- Task to complete -
Lines before the one holding "skirt. Write the coordinates, one line per instance." are not wanted. Please copy that line and everything after it to the end of the records, exactly, skipping pictures.
((
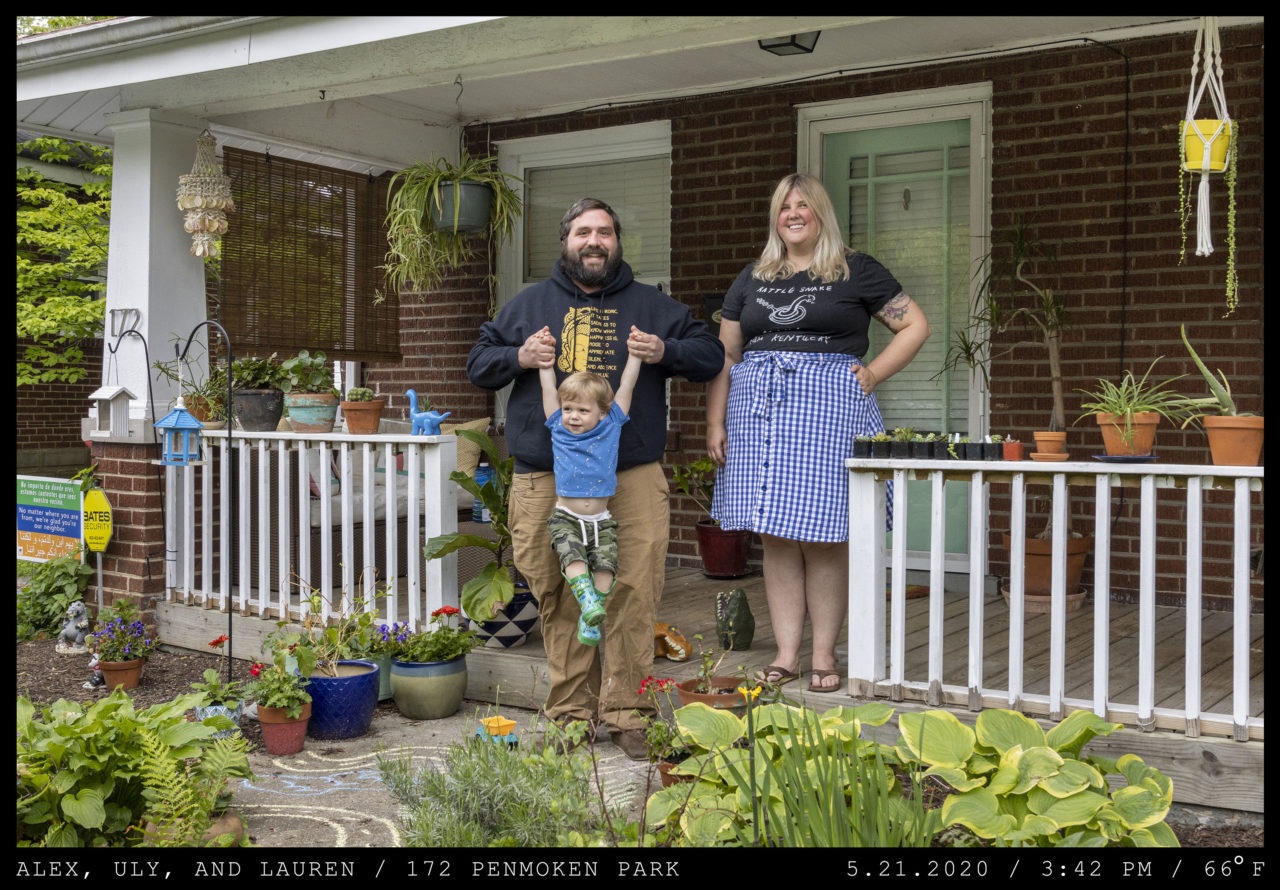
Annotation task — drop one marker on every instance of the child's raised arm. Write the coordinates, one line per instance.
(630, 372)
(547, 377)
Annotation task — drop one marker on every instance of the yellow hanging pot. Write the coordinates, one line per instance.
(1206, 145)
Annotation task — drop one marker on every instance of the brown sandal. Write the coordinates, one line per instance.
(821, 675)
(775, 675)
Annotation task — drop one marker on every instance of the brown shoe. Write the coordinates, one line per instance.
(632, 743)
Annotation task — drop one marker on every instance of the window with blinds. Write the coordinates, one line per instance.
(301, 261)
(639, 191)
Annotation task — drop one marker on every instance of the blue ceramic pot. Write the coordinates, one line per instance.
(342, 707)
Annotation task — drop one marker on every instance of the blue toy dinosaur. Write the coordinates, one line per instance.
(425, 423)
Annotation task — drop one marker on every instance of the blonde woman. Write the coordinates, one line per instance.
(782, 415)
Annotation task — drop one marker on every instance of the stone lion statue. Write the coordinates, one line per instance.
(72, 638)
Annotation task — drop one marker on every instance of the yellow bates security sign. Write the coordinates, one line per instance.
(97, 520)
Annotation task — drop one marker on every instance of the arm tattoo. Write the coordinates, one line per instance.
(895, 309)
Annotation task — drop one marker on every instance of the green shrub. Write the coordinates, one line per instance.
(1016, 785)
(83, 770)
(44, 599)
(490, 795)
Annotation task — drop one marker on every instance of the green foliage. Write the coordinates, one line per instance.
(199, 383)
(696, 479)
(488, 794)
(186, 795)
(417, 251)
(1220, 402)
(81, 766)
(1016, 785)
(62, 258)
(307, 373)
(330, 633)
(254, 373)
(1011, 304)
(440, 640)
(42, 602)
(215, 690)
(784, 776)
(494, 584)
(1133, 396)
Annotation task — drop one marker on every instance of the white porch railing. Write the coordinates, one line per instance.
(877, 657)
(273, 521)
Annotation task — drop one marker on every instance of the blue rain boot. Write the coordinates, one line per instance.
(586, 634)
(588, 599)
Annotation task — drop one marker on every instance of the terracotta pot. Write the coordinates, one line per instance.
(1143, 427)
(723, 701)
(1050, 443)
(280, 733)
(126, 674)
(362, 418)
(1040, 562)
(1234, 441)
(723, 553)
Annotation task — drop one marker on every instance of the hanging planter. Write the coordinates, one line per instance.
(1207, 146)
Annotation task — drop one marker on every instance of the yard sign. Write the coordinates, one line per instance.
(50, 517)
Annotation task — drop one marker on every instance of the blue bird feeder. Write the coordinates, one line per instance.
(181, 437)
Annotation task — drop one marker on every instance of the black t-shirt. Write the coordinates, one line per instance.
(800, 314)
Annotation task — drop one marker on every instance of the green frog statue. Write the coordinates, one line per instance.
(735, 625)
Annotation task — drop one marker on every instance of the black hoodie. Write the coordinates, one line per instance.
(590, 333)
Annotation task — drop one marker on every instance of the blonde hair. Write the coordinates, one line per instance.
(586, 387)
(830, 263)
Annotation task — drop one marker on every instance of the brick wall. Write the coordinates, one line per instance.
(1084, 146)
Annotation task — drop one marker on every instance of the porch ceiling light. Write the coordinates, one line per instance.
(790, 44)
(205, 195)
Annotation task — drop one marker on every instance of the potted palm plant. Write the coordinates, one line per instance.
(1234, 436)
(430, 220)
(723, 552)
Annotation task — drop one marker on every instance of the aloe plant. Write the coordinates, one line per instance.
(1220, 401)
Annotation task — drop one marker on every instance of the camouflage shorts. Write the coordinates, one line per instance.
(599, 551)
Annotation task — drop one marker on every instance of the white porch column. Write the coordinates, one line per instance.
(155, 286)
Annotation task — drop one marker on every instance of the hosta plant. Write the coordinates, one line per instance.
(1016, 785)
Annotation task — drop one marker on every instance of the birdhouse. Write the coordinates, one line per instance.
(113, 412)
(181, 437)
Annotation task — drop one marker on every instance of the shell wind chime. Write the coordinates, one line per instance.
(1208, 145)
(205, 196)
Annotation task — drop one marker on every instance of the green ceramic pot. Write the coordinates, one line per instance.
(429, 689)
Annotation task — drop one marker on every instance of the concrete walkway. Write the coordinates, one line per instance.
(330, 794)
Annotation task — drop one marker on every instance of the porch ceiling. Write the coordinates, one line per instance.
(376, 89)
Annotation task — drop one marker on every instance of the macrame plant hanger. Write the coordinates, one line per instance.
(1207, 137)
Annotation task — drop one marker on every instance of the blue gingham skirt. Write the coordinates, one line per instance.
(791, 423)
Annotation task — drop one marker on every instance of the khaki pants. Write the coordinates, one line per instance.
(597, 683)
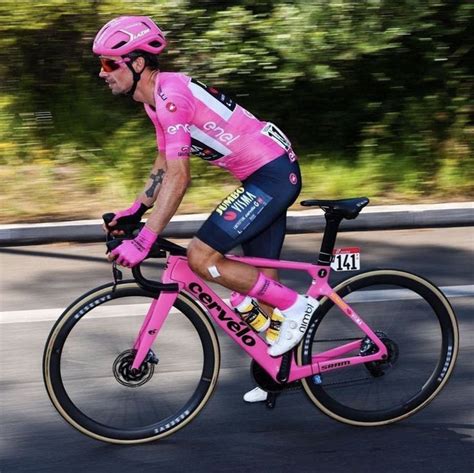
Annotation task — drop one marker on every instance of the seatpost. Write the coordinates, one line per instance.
))
- Response area -
Annotation task — drop one marker on every instance of the blue gingham skirt. Write the coordinates, one line per instance.
(791, 423)
Annotation task — drop one marker on every instance of the khaki pants. Write the coordinates, one line per instance.
(597, 683)
Annotation task — drop one marker on every instance of the seatpost. Write the coordinates, one line per instance.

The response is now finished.